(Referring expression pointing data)
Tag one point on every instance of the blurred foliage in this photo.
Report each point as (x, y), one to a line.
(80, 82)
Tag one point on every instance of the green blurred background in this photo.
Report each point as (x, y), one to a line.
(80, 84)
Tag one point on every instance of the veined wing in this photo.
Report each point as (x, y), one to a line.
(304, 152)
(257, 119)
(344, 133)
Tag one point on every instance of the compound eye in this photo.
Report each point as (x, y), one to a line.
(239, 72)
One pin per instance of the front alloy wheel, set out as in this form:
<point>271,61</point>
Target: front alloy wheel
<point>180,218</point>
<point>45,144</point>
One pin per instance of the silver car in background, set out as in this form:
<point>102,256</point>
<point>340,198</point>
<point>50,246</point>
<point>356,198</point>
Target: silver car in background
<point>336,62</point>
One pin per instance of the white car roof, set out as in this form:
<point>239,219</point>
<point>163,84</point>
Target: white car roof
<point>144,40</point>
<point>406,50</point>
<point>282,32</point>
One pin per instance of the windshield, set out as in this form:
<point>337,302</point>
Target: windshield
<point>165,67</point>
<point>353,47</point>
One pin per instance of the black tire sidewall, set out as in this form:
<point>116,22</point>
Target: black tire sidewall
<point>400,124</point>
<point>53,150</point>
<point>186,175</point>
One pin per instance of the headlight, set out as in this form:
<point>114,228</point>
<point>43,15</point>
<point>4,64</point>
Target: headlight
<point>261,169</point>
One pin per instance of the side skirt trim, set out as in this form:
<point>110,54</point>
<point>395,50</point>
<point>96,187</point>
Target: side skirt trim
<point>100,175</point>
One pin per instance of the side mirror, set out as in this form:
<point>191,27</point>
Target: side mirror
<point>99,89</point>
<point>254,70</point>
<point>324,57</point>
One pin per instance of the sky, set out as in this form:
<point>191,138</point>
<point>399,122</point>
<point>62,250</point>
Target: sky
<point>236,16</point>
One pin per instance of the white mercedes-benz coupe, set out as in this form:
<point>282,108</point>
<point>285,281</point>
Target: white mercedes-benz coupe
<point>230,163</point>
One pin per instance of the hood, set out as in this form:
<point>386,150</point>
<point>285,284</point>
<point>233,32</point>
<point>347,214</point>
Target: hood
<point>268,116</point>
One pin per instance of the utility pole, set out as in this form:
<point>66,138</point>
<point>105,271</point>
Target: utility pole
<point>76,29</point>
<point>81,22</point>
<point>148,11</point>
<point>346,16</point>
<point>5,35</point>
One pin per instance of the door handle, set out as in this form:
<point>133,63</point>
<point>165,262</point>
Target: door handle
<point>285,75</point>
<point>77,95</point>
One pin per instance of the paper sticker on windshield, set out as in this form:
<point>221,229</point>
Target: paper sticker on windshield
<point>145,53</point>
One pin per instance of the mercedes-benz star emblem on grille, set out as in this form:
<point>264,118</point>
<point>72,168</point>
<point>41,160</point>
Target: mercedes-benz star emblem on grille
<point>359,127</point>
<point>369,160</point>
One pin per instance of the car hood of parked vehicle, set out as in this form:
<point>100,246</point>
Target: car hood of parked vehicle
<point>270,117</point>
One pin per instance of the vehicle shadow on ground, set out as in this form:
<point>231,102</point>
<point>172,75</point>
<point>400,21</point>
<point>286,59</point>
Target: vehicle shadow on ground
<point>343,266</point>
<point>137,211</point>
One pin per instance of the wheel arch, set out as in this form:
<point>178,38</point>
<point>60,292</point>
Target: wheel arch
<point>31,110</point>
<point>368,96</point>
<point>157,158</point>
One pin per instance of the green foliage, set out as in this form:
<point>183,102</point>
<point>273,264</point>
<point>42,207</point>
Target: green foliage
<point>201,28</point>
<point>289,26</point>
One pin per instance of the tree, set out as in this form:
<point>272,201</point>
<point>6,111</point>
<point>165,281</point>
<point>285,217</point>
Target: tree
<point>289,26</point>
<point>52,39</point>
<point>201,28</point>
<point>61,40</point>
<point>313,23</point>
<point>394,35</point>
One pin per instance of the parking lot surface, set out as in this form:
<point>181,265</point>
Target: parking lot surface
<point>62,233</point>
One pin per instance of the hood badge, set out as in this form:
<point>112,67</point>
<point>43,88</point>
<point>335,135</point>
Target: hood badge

* _ACTION ITEM_: Which lines of the data above contain the string "every"? Copy each of them.

* _OUTPUT OF THE TASK_:
Tag one point on every instance of the blurred foliage in this photo.
Tag one point on every instance of the green blurred background in this photo.
Tag one point on every instance of the veined wing in this photo.
Tag one point on every instance of the compound eye in this photo.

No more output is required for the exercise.